Reading text -
_ _ _ _ _ _ _
Sorry for dragging on, I just wanted an honest opinion from someone other than friends or family who knows the whole situation.
Im with @Curious. Men make stupid mistakes all the time. Especially when they are drinking. We all want to feel like we still got "it".
Im totally NOT condoning it, in any way shape or form. What he did was wrong, and hurtful. Id be really pissed to. My xh cheated on me before we were married, and I chose to stay. He seemed really sorry, we talked about it... alcohol was a factor as well.
I think counselling is a good idea. It will help you get over the mad. And he's got to understand that your are going to be very wary and untrusting for a while. Just remember if you choose to stay and work on it, you cant throw it in his face at every fight.
Thanks so much for your quick responses and perspective on this!
One of the hardest parts is that now I'm questioning everything.... about us, about me. I feel so insecure and like I'm going crazy. I am never an insecure person but I feel like I'm just not good enough or something. I honestly feel like I have to be perfect now or he will look elsewhere. Maybe it just takes time, Idk.....
_ _ _ _ _ _ _
Supplied data -
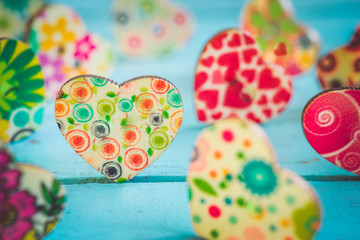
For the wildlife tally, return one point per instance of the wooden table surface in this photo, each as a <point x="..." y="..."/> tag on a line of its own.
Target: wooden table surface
<point x="154" y="204"/>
_ _ _ _ _ _ _
What to work on -
1. In the forum thread about infidelity, what does the reply advise against doing at every fight if one chooses to stay and work on the relationship?
2. Continue the forum thread about infidelity from where it stops.

Task-by-task answers -
1. Throwing it in his face.

2.
Did you tell him what you knew or did you ask him to confess because you knew he was up to no good? I guess once my trust is broken I'm instantly a skeptic of everything you say from that point on. I wouldn't beleive that there wasn't any kissing or "more." I do recommend you go see a counselor. They're great.
I caught my husband lying to me while I was pregnant. He had changed the name of his Ex in his phone to "Chad" so I wouldn't get suspicious but he chatted with her daily to the point where he even stayed in the truck for an hour once after he got home from work to talk to her. My kids are 17 months old and he still hasn't earned my trust back. He isn't allowed any communication with her and I have full rights to check his phone, email, FB, or whatever whenever. It's his way of proving to me he isn't doing anything wrong. It still hurts and bugs me. His excuse is he wasn't attracted to me pregnant.... awesome. Way to make me feel wonderful.
I'd say it takes time but I think it takes open communication and counseling. You can forgive but you will never forget. You also won't ever trust him again completely.
Its like a swift kick to the gut. It knocks the wing right out of you. But you have to know, its not you. Its him. He has to figure out what the hell made him even considering going there. Was it just that rush of having someone pay attention to him? Was she someone he knew from before? Did they just meet?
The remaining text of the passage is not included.